Copy the material that follows word for word and omit its pictures.

>> START Dataset records

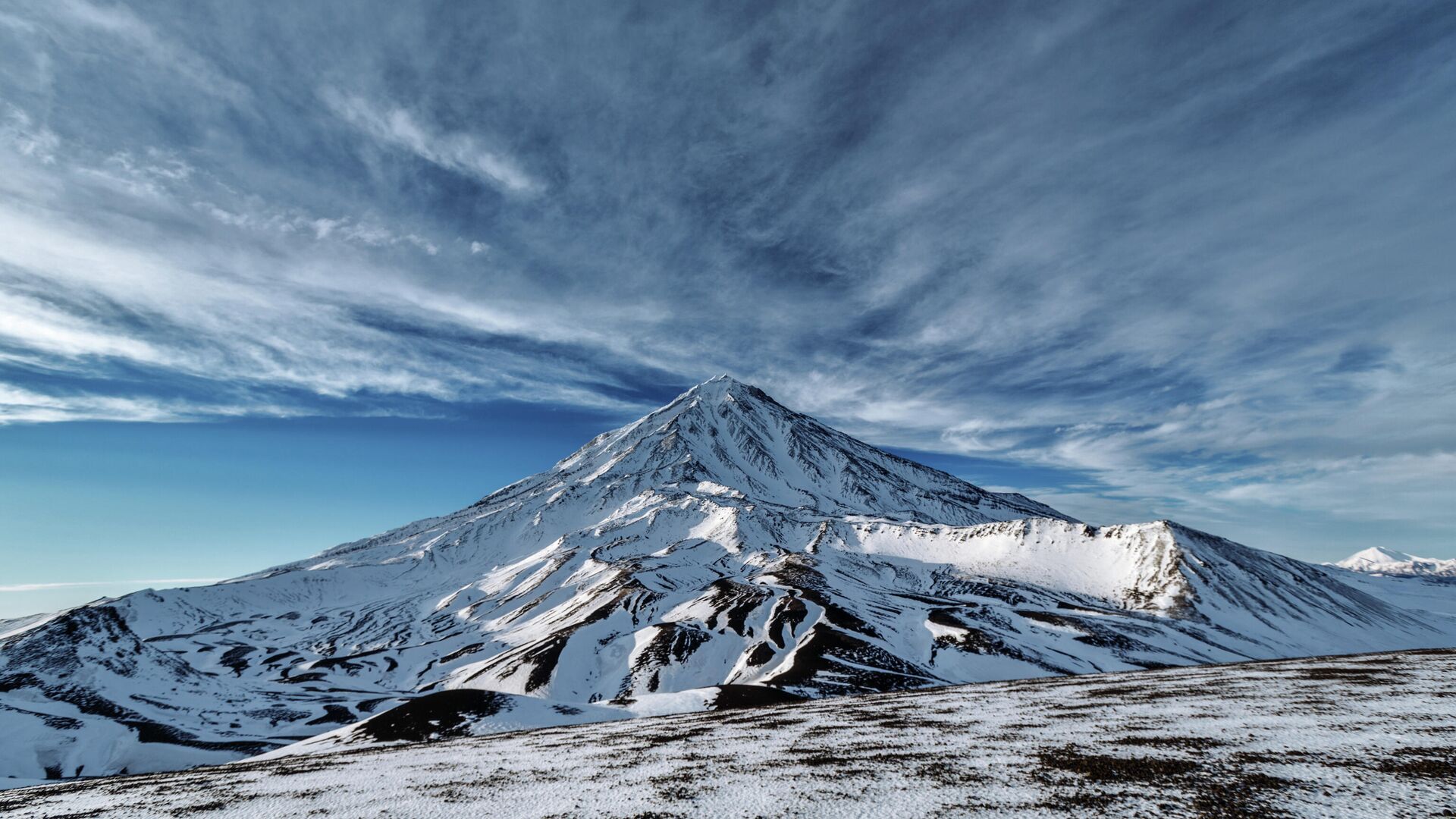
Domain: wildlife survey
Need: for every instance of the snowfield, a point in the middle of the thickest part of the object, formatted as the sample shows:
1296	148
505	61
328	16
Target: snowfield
1370	735
720	551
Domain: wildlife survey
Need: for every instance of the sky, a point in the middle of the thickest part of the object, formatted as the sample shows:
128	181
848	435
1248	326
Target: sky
280	276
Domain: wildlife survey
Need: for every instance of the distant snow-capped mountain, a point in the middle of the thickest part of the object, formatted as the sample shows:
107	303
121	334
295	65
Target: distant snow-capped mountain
1379	560
720	550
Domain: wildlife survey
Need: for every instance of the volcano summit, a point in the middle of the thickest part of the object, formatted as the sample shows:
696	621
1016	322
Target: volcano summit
720	551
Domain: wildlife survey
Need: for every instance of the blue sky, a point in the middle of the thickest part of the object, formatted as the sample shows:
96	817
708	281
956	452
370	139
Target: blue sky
273	278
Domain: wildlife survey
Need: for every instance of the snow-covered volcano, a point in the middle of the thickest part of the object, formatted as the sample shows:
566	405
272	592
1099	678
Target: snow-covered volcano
718	547
1379	560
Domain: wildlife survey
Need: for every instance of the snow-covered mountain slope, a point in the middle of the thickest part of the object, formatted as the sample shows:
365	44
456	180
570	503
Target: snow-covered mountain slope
1286	738
721	539
1379	560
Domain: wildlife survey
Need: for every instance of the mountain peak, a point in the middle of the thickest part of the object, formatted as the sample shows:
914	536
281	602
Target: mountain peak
730	439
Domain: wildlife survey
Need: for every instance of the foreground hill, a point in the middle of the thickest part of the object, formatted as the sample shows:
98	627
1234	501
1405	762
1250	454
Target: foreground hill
720	541
1367	735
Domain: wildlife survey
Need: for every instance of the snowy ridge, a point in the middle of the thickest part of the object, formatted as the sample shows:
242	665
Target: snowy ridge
720	541
1286	738
1379	560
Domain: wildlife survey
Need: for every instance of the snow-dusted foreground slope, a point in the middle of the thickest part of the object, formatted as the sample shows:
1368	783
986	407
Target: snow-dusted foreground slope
1335	736
721	539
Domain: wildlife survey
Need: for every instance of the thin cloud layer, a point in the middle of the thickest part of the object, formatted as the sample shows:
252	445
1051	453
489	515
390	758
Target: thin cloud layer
1193	261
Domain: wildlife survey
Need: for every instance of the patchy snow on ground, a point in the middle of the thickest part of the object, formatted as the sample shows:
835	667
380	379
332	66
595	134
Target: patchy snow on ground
1367	735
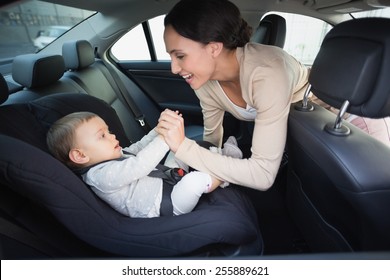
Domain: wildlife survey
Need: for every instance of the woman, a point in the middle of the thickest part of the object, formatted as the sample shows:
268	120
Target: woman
208	42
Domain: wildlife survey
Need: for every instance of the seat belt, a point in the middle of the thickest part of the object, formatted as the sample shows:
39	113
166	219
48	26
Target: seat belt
124	95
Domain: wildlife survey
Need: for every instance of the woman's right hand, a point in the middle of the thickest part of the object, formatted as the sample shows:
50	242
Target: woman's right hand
171	127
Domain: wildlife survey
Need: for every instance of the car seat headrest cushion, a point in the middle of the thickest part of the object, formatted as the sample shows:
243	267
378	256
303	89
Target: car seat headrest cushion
34	70
353	64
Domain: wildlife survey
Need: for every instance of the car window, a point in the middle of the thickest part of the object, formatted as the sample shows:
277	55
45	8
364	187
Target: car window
133	45
304	36
31	25
304	45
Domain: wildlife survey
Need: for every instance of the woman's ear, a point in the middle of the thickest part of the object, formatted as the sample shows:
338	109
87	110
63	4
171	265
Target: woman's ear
78	157
216	48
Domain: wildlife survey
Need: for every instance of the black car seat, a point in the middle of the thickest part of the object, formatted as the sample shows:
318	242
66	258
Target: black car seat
271	31
339	183
103	80
74	222
39	75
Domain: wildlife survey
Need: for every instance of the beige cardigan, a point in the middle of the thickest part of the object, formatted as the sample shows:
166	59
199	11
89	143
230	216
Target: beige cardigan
270	80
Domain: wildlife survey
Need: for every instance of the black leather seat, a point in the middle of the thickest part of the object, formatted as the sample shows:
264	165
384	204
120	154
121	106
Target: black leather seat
339	179
271	31
50	205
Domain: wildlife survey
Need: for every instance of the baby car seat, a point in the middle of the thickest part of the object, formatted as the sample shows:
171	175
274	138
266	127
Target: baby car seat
52	206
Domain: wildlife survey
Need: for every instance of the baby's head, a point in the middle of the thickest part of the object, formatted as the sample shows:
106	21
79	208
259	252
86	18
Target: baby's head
82	139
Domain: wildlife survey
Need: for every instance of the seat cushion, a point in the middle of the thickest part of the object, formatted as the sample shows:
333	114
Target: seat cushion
224	217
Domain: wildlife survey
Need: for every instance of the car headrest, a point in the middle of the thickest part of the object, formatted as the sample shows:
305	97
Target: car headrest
271	31
353	64
78	54
4	91
35	70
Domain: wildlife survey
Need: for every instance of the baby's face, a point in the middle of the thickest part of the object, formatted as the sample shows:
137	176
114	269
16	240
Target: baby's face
95	141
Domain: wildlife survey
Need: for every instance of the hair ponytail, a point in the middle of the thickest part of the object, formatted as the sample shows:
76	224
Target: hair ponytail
208	21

>> END Dataset records

● The completed task
Domain: wildlife survey
Need: for every instance of the snowfield, a point in the middle of the thickest part of the object, formatted as the sample shows:
1296	148
505	61
328	16
Target: snowfield
1370	735
720	551
Domain: wildlife survey
Need: for every instance of the sky, a point in the middle of the thickest part of the object, formatted as the sample shows:
128	181
848	435
1248	326
Target: sky
280	276
Domain: wildlife survey
Need: for every instance of the distant snow-capped mountain, a point in the middle of the thickest part of the object, formatted as the sample shows:
107	303
121	334
295	65
Target: distant snow-capped mountain
1379	560
720	550
Domain: wildlife survey
Need: for every instance of the volcano summit, a point in the middle of the thickest part of the object, formatted as the sample shows:
696	621
1016	322
Target: volcano summit
720	551
Domain: wildlife survey
Need: for every instance of the blue sky, a point in the middle of the thickest part of the object, formatted as the sample shows:
96	817
708	281
956	452
370	139
Target: blue sky
273	278
Domain: wildlife survey
Need: for every instance of the snow-covered volcano, a point in the middle of the thickest part of the object, formatted as the sample shows:
566	405
272	592
1099	678
Target: snow-covered volcano
718	547
1379	560
Domain: wildlife survey
Need: for every instance of the snow-covered mountain slope, a point in the middle of the thickest part of the object, formatted as the sample shows:
365	44
456	180
570	503
Target: snow-covered mountain slope
1286	738
721	539
1379	560
Domain: wildlife survey
Need: for every instance of the mountain peak, a point in the middle of the thickest part of the object, formatted as the sample shows:
914	536
281	602
Target: mountain peak
730	439
Domain: wildlife survey
Need: for every instance of the foreground hill, a point in the middle of the thickest part of the object, formatted as the sample shows:
98	627
1234	501
1405	762
1250	454
Target: foreground hill
720	541
1367	735
Domain: wildlife survey
Need: for every instance of the snowy ridge, a point in the middle of the thickest part of the object, formatted as the sample shows:
242	665
Target: snowy ridge
720	541
1286	738
1379	560
Domain: wildlife survey
Need: for every instance of the snow-dusted foreground slope, a point in the middle of the thickest part of the object, formatted as the sample shows:
1368	783
986	407
Target: snow-dusted foreground slope
1335	736
721	539
Domain: wildlife survey
Need: for every instance of the thin cloud layer, a point in the middle of the thickest part of the object, formatted as the sample shows:
252	445
1051	453
489	515
390	758
Target: thin cloud layer
1193	261
Domain: wildlife survey
Need: for every instance of the patchy snow on ground, a point in the middle of the thickest part of the object, formatted as the sample shows:
835	667
380	379
332	66
595	134
Target: patchy snow on ground
1367	735
Domain: wildlife survey
Need: for every instance of the woman, a point in the middle of the thickest part of the object, formatted as the sample shows:
268	120
Target: woman
208	42
Domain: wildlife survey
Need: for every instance of the seat belt, a point in the middle of the thickest part of the object, formatted as the sample shows:
39	113
166	219
48	26
Target: seat belt
124	95
Domain: wildlife survey
Need: for every instance of the woman's right hand, a point in the middle of the thickest part of the object, formatted as the sample shows:
50	242
Target: woman's right hand
171	127
Domain: wildlife survey
Need: for every instance of the car seat headrest cushion, a point in the middle of the thickest part of the object, formatted as the sample shows:
243	267
378	256
303	89
Target: car seat headrest cushion
34	70
353	64
Domain: wildlife survey
Need: for every instance of the car window, a point in the middle of the thickest part of the object, formatted as the sample shows:
277	55
45	8
364	187
Target: car window
133	45
304	36
31	25
304	45
Domain: wildlife survey
Need: for every instance of the woman's ear, a point in the middle of the thickest part of the object, formatted as the sample shows:
338	109
87	110
63	4
171	265
Target: woman's ear
78	157
216	48
Domain: wildlife survey
Need: for every instance of the black car seat, a point in the middle of the thickest part of the object, formatted as the sample shows:
318	242
66	258
Target: black car seat
271	31
339	183
103	80
74	222
39	75
Domain: wildlife survey
Need: for every instance of the beige cardigan, a point in the middle of the thickest part of the object, formatted as the sample shows:
166	59
199	11
89	143
230	216
Target: beige cardigan
270	80
Domain: wildlife survey
Need: for every instance of the black leather seat, a point in the middle of the thickest part of the object, formatted as the sample shows:
264	165
384	204
120	154
121	106
Target: black leather seat
339	179
271	31
50	205
Domain: wildlife survey
Need: for every instance of the baby car seat, a point in the middle of the thickest part of the object, formatted as the sample shows:
171	175
274	138
266	127
Target: baby car seat
52	206
Domain: wildlife survey
Need: for every instance of the baby's head, a point in the middle of the thickest part of the object, formatted as the sample shows:
106	21
79	208
259	252
86	18
Target: baby's head
82	139
Domain: wildlife survey
Need: for every instance of the seat cushion, a point in the middle of the thickest part of the object, formatted as the sample shows:
333	114
Target: seat cushion
224	217
Domain: wildlife survey
Need: for every instance of the car headrest, a point in the middle of the thickest part of the object, formatted as the sample shows:
305	97
Target: car headrest
271	31
353	64
78	54
4	91
35	70
Domain: wildlife survey
Need: for every instance of the baby's face, a point in the middle of the thickest part of the object, formatted as the sample shows:
137	176
114	269
16	240
Target: baby's face
95	141
Domain: wildlife survey
Need: for every instance of the hair ponytail, a point in the middle of the thickest part of the object, formatted as the sample shows:
76	224
Target: hair ponytail
208	21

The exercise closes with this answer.